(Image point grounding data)

-- -- --

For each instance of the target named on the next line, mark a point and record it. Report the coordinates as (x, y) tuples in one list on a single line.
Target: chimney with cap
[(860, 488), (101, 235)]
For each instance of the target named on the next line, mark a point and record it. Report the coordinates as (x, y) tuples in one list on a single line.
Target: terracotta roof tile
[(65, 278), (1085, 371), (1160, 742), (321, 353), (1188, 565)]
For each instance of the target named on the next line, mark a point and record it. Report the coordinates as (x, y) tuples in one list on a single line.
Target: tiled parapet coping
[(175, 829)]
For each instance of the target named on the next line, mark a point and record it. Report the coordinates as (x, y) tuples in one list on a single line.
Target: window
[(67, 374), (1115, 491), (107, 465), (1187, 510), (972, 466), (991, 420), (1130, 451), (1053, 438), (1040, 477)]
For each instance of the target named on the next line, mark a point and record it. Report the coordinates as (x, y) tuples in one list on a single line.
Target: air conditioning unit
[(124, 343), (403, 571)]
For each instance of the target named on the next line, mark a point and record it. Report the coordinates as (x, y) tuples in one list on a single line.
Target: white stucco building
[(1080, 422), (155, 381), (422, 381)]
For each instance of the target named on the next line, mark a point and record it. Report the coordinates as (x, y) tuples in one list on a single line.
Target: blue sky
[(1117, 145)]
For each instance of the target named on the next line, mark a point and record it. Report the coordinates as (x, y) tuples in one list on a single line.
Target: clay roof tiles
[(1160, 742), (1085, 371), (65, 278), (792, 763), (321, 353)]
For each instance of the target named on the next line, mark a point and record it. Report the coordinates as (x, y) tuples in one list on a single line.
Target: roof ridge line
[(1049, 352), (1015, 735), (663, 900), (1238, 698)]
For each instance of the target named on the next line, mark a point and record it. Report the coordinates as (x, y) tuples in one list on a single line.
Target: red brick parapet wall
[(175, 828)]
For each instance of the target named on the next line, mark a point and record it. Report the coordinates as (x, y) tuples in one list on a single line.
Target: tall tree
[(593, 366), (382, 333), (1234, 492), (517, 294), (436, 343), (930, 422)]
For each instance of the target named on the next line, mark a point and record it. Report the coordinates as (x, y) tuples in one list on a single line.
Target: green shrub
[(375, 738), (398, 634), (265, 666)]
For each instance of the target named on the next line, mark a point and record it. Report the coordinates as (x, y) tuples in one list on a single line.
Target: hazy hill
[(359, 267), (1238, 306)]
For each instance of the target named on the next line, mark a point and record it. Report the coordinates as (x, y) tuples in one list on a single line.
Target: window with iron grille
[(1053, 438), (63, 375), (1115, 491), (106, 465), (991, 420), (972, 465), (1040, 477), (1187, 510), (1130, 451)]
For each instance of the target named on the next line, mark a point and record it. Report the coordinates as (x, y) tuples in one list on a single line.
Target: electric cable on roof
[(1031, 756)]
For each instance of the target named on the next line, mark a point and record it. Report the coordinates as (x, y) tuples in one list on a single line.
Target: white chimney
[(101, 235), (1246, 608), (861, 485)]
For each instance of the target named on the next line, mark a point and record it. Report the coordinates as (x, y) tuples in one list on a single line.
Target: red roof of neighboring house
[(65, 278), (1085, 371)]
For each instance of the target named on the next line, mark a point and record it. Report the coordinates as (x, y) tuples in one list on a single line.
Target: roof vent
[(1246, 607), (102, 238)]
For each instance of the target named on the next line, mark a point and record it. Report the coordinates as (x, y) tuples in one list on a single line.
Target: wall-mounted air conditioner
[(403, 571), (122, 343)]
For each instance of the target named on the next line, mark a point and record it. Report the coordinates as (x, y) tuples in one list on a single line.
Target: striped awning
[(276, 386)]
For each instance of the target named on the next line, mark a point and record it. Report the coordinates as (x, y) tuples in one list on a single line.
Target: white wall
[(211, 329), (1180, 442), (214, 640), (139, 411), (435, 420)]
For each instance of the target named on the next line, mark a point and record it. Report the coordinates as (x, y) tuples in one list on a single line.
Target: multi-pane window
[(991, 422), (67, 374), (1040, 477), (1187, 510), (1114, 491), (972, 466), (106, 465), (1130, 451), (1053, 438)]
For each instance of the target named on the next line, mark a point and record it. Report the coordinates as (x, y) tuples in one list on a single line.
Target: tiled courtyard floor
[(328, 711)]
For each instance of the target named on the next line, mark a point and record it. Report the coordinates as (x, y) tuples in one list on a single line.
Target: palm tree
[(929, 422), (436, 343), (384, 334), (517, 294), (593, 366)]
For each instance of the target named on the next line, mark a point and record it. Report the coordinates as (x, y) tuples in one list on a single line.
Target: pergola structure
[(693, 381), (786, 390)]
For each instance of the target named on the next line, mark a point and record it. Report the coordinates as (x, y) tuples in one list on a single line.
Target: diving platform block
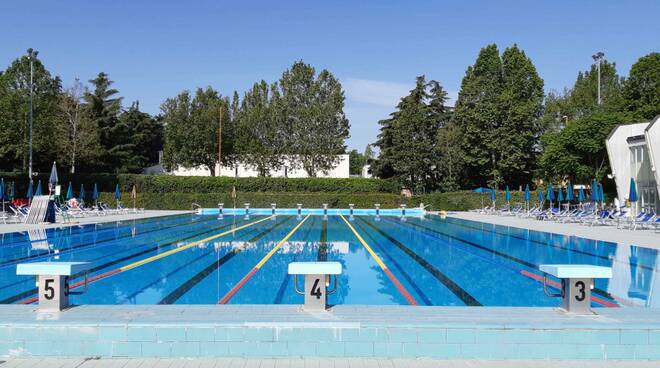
[(576, 284), (317, 280), (53, 281)]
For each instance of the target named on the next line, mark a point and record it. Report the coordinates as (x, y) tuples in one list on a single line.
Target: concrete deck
[(649, 238), (309, 363), (345, 331), (10, 228)]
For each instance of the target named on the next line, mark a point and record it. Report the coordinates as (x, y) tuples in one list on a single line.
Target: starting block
[(576, 284), (53, 281), (317, 281)]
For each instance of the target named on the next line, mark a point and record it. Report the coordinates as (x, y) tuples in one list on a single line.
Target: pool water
[(204, 259)]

-- -- --

Give the entries again word for word, but skip the pictures.

For each instance of the target named on the next line, mark a point and record it. Report the coordinates as (x, y) tuples in one list on a single line.
Target: chimney with cap
[(860, 488), (101, 235)]
For each instance of the target named on the next line, mark a point and record it. Report the coordinates as (x, y) tuples in one list on a single line.
Target: terracotta roof tile
[(65, 278), (1085, 371), (1160, 742), (321, 353), (1188, 565)]
For each instance of the target named on the next line, mark a point and record it. Report the coordinates as (x, y) tuples in one list on a single line.
Target: tiled parapet coping
[(175, 829)]
For each instance of the target named on the next line, mark a point and record it. Report the coordinates as (x, y) tuples in one list on a single line.
Target: window
[(67, 374), (1115, 491), (107, 465), (1187, 510), (972, 466), (991, 420), (1130, 451), (1053, 438), (1040, 477)]
For each instance of the target named on the next line, mark a point and record it. Report the coordinates as (x, y) tuples in one list on a single line.
Target: air conditioning unit
[(124, 343), (403, 571)]
For each instance of the target named on the next line, mark a point and record it. Report the coordinates as (x, y) tuples in one list on a single line.
Target: white stucco building
[(1080, 422), (155, 381), (422, 381)]
For each instance of the target named on the next line, mark a point and record it. Report the coordinates as (x, y) tuples in one list on a single line.
Target: blue sky
[(1117, 145)]
For each instance of the target named on the next line, mark a point and record it. Report the coordinates as (x, y) tuples in one list on a single line.
Target: clay roof tiles
[(1160, 742), (1085, 371), (65, 278), (792, 763), (321, 353)]
For each instance of the target named on the next line, mark a point and record it. Report the coordinates as (x, y) tuples in one list on a single line.
Target: roof ridge line
[(1049, 352), (1015, 735), (663, 900), (1238, 698)]
For each instance of the target named on the next line, mark a point and record it. Report the coordinates as (x, y) tuples in one list on a single line.
Target: red brick parapet wall
[(175, 828)]
For each instance of the target named on the next line, mark a point and record it. Report the coordinates as (x, y) tuples in one list on a single line.
Target: tall tree
[(593, 366), (382, 333), (1234, 492), (517, 294), (436, 343), (930, 422)]
For each instance of the target named on the next line, mark a point and record it. Report the coordinates as (x, y) tuples in one list on a single line.
Target: green shrub
[(375, 738), (398, 634), (265, 666)]
For each instance of the target named on the next line, mark a point and record it. Report the coordinates as (x, y) tuples in one list on a single line.
Target: hazy hill
[(359, 267), (1238, 306)]
For each instance of the target named on the next line, mark a point and record it. Report the coordinates as (x, y) tuples in one list on a single line.
Target: window with iron grille
[(1053, 438), (63, 375), (1115, 491), (106, 465), (991, 420), (972, 465), (1040, 477), (1187, 510), (1130, 451)]
For each instance of the target named on the next line, mark a point and record it. Report the coordinates as (x, y) tuples in one list on a single line.
Target: electric cable on roof
[(1031, 756)]
For each instance of the target named on the next line, mark a point and record it. Report the coordinates as (x, y) tuples in one list on a single line.
Target: white chimney
[(101, 235), (1246, 608), (861, 485)]
For each instance of the target named on the next line, mark a point and record it. Report the coordinates as (x, y) tuples in one list on a single line.
Target: red roof of neighboring house
[(65, 278), (1085, 371)]
For each instance of the target named on the next line, mark a point and record it. Report the coordinates as (x, y) tuples in one list on a single line.
Target: roof vent
[(1246, 607), (102, 238)]
For each instance of the target named on the next line, mark a point and record it. Report the coordinates as (x, y) tuples in one list on a single line.
Target: wall-mounted air conditioner
[(403, 571), (122, 343)]
For each instance of the target named on the next line, mark a point and record it. Report the coordinates as (x, y) tuples in one list on a single line.
Target: striped awning
[(276, 386)]
For each instance of the target named on the next line, mark a point and record it. Report the coordinates as (x, y) tuples in one list on a single line.
Target: white wall
[(211, 329), (1180, 442), (214, 640), (139, 411), (435, 420)]
For each instance of the target named on the next line, mark a point and record it. Report the coordinates as (x, y) tuples in one list on a single line.
Target: multi-pane window
[(991, 422), (67, 374), (1040, 477), (1187, 510), (1114, 491), (972, 466), (106, 465), (1130, 451), (1053, 438)]
For each instance of the target named on the next line, mark a point and record it. Report the coordinates as (x, y) tuples in one list on a single line.
Target: tiled courtyard floor
[(328, 711)]
For each instance of the target named on the next line, mark a point and record it. Report the coordinates as (x, y) tuples in one list on a single line.
Target: palm tree
[(929, 422), (436, 343), (384, 334), (517, 294), (593, 366)]
For each instance of the target named on the next line, mark a point and record it. Report the coordinates as (x, y) tuples in one list on a single line.
Target: pergola structure
[(693, 381), (786, 390)]
For each instance of the target named on the next line, mark a point and record it. Report the coordinates as (x, y) tuples in one list on a single line.
Target: diving platform block
[(576, 284), (317, 280), (53, 281)]
For each instance of the target named on the next line, mark a point and record it. Report the coordinates as (x, y) tuples in one list on a single line.
Target: concrete deck
[(649, 238), (309, 363), (345, 331), (10, 228)]
For each instance of the target named on the next line, mark a point and record it. Report the coordinates as (x, y) tuples in one list on a single line.
Target: starting block
[(576, 284), (53, 281), (317, 281)]
For each instance of the target named on the next line, mark a point and record it. Report the coordinates as (x, y) tuples in one list on a single line.
Target: pool water
[(204, 259)]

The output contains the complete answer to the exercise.